◆ Text segment:
■ ■ ■ ■ ■ ■ ■

When he retired from volunteer work, people would remark at how fit he stayed for a senior. I’d always quip, “The day Jesse refuses a beer will be the day he dies.”

One evening, even a half-teaspoon of frosty Samuel Adams couldn’t entice him to eat.

Cancer. Our baby had few good night loves left.

To ease his passing, we brought a vet to our living room for the euthanasia. We lit vanilla scented candles. Made a crackling fire in the hearth. Surrounded him with plush stuffed animals and poured a large tumbler of tequila on the rocks.

The drink was for me.

I wasn’t sure I could let the vet give him the shot and carry his blanket-clad body out the door. But once the glass was empty, I nuzzled my face into his shoulder to comfort him. Jim stroked Jesse’s coat one final time. The syringe’s plunger went down. Good night, love.

Jesse’s decline had happened over a single weekend and we struggled to tell our friends he’d died. Most of all, we avoided telling Donna, a neighbor who called herself The Bitch of Beachwood Drive. A retired realtor who loved garage sales, she hoarded ill-fitting clothes and chipped jars in her badly neglected 1923 house. She’d scream at innocent strangers who parked in front of her home yet when Jesse pranced down the street, she’d pause to ruffle his head and smile for a change.

■ ■ ■ ■ ■ ■ ■

◆ Data to examine:
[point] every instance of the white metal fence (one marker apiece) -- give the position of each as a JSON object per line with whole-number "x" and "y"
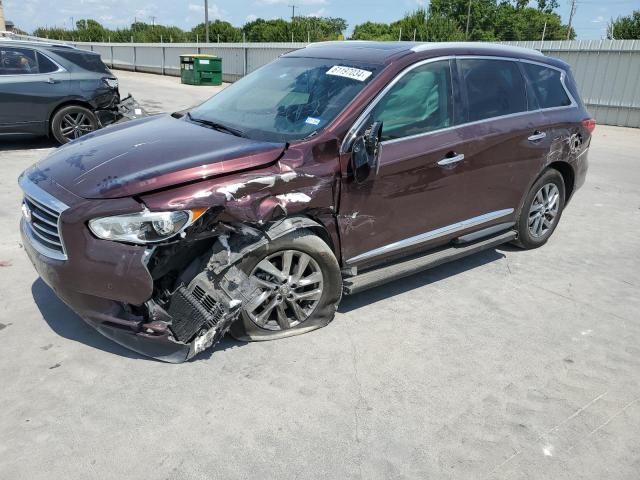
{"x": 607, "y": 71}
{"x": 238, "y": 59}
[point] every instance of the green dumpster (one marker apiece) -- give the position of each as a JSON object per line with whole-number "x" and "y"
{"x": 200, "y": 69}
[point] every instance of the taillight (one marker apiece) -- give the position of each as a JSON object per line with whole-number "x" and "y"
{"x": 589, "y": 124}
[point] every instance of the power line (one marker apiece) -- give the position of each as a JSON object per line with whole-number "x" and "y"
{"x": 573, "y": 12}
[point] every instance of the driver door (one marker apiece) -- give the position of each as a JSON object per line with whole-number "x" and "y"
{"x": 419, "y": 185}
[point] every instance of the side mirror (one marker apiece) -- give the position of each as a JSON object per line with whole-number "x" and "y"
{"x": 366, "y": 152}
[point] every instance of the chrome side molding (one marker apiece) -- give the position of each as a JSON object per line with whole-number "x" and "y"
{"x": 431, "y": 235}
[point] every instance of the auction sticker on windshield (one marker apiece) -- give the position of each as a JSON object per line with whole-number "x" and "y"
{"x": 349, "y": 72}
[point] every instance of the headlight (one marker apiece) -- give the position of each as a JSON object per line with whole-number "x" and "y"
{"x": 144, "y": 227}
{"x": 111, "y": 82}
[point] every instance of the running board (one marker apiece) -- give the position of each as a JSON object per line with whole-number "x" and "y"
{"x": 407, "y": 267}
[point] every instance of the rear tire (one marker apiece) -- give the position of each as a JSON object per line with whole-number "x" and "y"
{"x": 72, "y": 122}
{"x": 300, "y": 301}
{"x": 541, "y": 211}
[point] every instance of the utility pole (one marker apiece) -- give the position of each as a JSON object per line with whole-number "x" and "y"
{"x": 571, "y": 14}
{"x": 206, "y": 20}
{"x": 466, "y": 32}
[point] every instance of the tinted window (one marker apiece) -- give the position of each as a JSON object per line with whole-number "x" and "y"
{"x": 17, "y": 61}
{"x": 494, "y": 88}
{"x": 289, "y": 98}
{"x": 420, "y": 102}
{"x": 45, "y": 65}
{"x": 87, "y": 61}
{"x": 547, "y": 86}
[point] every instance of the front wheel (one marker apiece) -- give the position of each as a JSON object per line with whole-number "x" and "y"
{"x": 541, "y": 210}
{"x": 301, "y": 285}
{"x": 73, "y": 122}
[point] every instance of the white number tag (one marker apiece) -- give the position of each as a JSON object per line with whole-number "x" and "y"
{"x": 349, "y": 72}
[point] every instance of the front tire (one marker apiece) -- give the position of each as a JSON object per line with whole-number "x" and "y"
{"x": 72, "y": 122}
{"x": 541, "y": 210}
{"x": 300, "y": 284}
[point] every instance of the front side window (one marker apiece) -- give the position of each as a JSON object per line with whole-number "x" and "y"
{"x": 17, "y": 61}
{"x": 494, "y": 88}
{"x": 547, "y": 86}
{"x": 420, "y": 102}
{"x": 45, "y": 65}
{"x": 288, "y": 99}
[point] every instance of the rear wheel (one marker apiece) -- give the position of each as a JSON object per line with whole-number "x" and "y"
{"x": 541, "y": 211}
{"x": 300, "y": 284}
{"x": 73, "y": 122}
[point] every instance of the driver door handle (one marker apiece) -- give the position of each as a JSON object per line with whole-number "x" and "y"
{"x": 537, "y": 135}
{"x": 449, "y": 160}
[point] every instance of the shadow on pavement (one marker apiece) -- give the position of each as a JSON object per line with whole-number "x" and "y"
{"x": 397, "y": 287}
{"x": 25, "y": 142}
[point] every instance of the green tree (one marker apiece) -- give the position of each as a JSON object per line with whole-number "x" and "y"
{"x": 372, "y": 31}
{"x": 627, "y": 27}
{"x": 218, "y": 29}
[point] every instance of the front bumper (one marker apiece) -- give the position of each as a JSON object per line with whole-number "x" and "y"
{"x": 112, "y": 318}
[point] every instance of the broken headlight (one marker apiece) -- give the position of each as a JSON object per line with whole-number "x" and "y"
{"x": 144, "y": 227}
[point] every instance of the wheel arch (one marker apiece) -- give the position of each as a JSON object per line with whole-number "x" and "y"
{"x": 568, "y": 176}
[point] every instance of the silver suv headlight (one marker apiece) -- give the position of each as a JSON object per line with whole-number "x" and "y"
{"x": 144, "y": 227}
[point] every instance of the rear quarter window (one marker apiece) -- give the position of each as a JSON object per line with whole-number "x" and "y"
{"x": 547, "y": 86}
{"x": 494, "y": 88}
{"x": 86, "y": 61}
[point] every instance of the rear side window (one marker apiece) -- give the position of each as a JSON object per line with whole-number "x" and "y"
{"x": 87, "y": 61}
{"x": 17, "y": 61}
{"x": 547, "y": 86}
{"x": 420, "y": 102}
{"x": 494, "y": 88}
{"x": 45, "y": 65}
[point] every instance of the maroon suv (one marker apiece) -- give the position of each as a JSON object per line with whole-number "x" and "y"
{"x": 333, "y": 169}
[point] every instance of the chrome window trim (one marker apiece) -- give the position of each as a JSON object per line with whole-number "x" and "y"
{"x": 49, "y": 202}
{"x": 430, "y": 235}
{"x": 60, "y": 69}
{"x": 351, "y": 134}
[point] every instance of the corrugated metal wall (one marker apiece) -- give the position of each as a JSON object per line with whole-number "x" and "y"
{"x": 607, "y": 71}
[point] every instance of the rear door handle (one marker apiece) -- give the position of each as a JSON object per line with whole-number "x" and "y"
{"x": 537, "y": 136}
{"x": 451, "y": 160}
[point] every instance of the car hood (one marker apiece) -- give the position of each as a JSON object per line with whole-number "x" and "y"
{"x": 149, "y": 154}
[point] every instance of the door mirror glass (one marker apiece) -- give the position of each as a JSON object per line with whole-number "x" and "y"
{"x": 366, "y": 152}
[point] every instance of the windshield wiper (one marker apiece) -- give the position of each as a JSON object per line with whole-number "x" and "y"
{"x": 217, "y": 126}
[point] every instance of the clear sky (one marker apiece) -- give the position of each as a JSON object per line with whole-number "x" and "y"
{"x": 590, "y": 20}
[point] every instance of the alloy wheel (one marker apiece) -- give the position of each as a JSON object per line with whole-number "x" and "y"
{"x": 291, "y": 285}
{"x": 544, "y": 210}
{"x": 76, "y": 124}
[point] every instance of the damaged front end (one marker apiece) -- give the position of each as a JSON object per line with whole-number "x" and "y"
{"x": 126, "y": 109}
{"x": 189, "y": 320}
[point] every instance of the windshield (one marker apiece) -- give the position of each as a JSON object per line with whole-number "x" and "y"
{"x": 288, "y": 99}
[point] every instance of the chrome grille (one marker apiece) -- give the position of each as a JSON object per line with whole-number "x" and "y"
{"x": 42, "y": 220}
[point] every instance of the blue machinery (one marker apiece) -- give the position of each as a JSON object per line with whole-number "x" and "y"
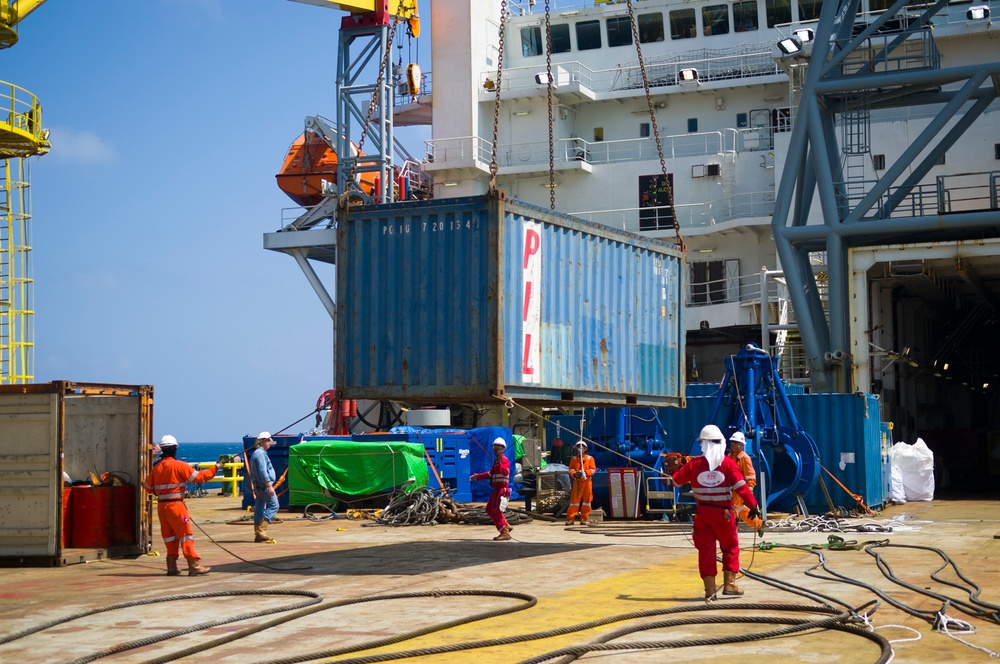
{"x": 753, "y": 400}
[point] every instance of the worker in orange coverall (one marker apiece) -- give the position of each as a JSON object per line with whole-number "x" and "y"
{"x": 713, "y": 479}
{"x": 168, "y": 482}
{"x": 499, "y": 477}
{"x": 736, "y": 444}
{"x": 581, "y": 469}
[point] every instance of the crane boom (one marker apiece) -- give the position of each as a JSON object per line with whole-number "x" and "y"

■ ■ ■ ■ ■ ■ ■

◆ What you need to do:
(1) List each preparation that the piece about Jesse describes for the living room on the evening of the euthanasia, not counting bringing in the vet.
(2) Continue the piece about Jesse, starting after the sentence about Donna pausing to ruffle his head and smile.
The records come from a different source than the piece about Jesse.

◆ Expected results:
(1)
- Lit vanilla scented candles
- Made a crackling fire in the hearth
- Surrounded Jesse with plush stuffed animals
- Poured a large tumbler of tequila on the rocks

(2)
Donna was growing increasingly frail and her complexion had begun to match her thick gray hair. She’d cried for a month when another neighbor’s dog died, and Jim and I knew she’d be crushed by our gloomy news.

Two weeks after Jesse died, we took a chance and hustled down our street, hoping to go unnoticed. But there she was. Standing out front — guarding her sacred corner. We waved, put our heads down and forged on.

It was no use. She called out to us. Trapped!

Jim and I looked at each other and winced. One of us would have to spill the news and break her heart.

“Your little friend died, didn’t he?” she asked before we could even say hello.

“Wha … uh … how did you know?” I asked.

Where was Donna’s perpetual agitation?

“He came to me in a dream,” she said.

My first thoughts weren’t noble: That little bugger. Why not visit us?

“Really? What did he say?”

Donna mumbled partial words, shuffled around the cracks in the sidewalk — and around my question. But that calm? Her encounter had been profoundly positive.

I was grateful Jesse consoled our ailing neighbor yet I was an empty pocket without that dog. Couldn’t he have swung by our house for a cameo appearance?

A few weeks later, Donna died of lung cancer.

I told myself Jesse had coaxed cranky Donna to leave earth with grace. I was at peace with it.

Until our friend Chad told us a few weeks later that Jesse had also visited him.

Chad? Really? Were we not even on Jesse’s social calendar? Chad’s a great guy but he’d only been to our home a few times.

A talented artist with trusting eyes and an overused bicycle, Chad was 31 when doctors diagnosed his inoperable brain tumor.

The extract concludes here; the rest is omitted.